__GESTELLTE AUFGABE A__
Wiederhole aus dem Artikel über Hertha BSC wörtlich die Passage, die bei „Als Eljasz Kaszke“ beginnt und bei „im KZ Sachsenhausen.“ endet.

Vergangenheit von Hertha BSC Berlin: Die NS-Zeit vor Augen
Hertha-Fans recherchieren die Geschichte des ermordeten Mitglieds Eljasz Kaszke. Der Klub steht vor der Frage: Wie viel Positionierung gegen Rechts darf es sein?
Als Eljasz Kaszke zum ersten Mal in die „Plumpe“ kommt, ist sie gerade frisch erbaut. 1923 und 1924 wurde das legendäre Hertha-Stadion am Gesundbrunnen errichtet; Kaszke, der 1927 dem Verein beitritt, erlebt hier dessen goldene Zeiten: Sechs Mal nacheinander Endspiel um die Deutsche Meisterschaft, Kapitän Hanne Sobek führt das Team 1930 und 1931 zum Titel. Doch am 26. September 1938 wird Eljasz Kaszke, in Warschau als russischer Staatsbürger geboren, aus dem Verein ausgeschlossen – weil er Jude ist. Zwei Jahre später stirbt er im KZ Sachsenhausen.
80 Jahre lang ist Kaszke vergessen. Dann geben ihm Hertha-Fans seine Geschichte wieder. Es ist brechend voll, als vergangene Woche das Projekt „Spurensuche“ in der Neuen Synagoge Berlin vorgestellt wurde. Mehr als 220 Menschen sind gekommen, Zuhörer weit über die Vereinsgrenzen hinaus: Es sind Fans, die viele Ideale teilen, die es genießen, mal nicht mit Rassisten diskutieren zu müssen, mal gemeinsam Luft zu holen. In diesen Zeiten ist das auch eine Selbstversicherung.
Dringliche Reden
Und so geraten die Reden dringlicher als bei früheren Veranstaltungen dieser Art. Die NS-Zeit hat ihre abstrakte Ferne verloren. „Fußball, Gesellschaft und Politik sind nicht zu trennen“, ruft Robert Daniels vom Projekt „Spurensuche“ ins Publikum. „Rassismus und Hass sind zu bekämpfen.“ Er bekommt langen Applaus.

__ANGEZEIGTE DATEN__
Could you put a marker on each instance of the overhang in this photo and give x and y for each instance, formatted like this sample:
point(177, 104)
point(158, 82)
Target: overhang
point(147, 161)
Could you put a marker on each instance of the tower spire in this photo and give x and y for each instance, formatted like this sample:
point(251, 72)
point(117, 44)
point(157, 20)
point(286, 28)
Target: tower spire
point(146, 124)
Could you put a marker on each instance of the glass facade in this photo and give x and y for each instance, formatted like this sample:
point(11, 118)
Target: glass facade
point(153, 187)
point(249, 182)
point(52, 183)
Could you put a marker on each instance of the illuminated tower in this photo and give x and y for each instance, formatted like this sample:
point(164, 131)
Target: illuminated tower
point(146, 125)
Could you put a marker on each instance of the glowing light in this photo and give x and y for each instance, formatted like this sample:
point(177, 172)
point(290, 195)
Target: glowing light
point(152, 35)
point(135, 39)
...
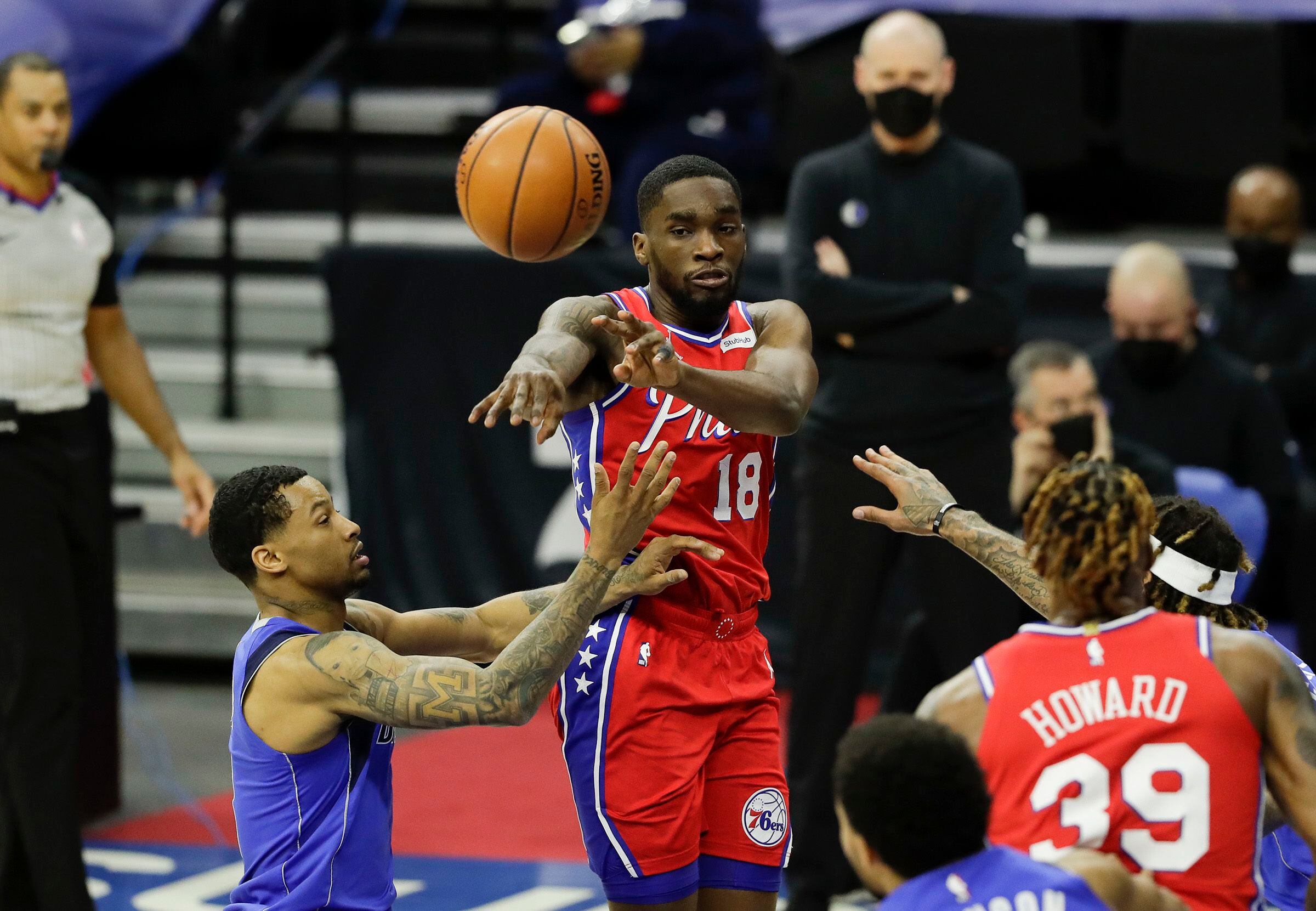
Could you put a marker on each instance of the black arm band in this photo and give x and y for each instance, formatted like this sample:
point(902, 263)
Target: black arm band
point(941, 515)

__GESTELLTE AUFGABE B__
Gib nur die Zeilen der Datensätze als JSON-Liste von Strings aus, je Zeile ein String und ohne Leerzeilen. Sie beginnen mit der Zeile, die „Could you put a marker on each instance of the overhang“ enthält, und enden mit der Zeile, die „point(146, 125)“ enthält, beide eingeschlossen.

__ERGEBNIS A__
Als Eljasz Kaszke zum ersten Mal in die „Plumpe“ kommt, ist sie gerade frisch erbaut. 1923 und 1924 wurde das legendäre Hertha-Stadion am Gesundbrunnen errichtet; Kaszke, der 1927 dem Verein beitritt, erlebt hier dessen goldene Zeiten: Sechs Mal nacheinander Endspiel um die Deutsche Meisterschaft, Kapitän Hanne Sobek führt das Team 1930 und 1931 zum Titel. Doch am 26. September 1938 wird Eljasz Kaszke, in Warschau als russischer Staatsbürger geboren, aus dem Verein ausgeschlossen – weil er Jude ist. Zwei Jahre später stirbt er im KZ Sachsenhausen.

__ERGEBNIS B__
[
  "Could you put a marker on each instance of the overhang in this photo and give x and y for each instance, formatted like this sample:",
  "point(177, 104)",
  "point(158, 82)",
  "Target: overhang",
  "point(147, 161)",
  "Could you put a marker on each instance of the tower spire in this photo and give x and y for each instance, formatted like this sample:",
  "point(251, 72)",
  "point(117, 44)",
  "point(157, 20)",
  "point(286, 28)",
  "Target: tower spire",
  "point(146, 124)",
  "Could you put a marker on each instance of the glass facade in this photo and give x and y for each instance, formatted like this sample:",
  "point(11, 118)",
  "Target: glass facade",
  "point(153, 187)",
  "point(249, 182)",
  "point(52, 183)",
  "Could you put a marker on each instance of the illuminated tower in this photo and give x and y for each instance, formatted like this sample:",
  "point(164, 131)",
  "Target: illuminated tower",
  "point(146, 125)"
]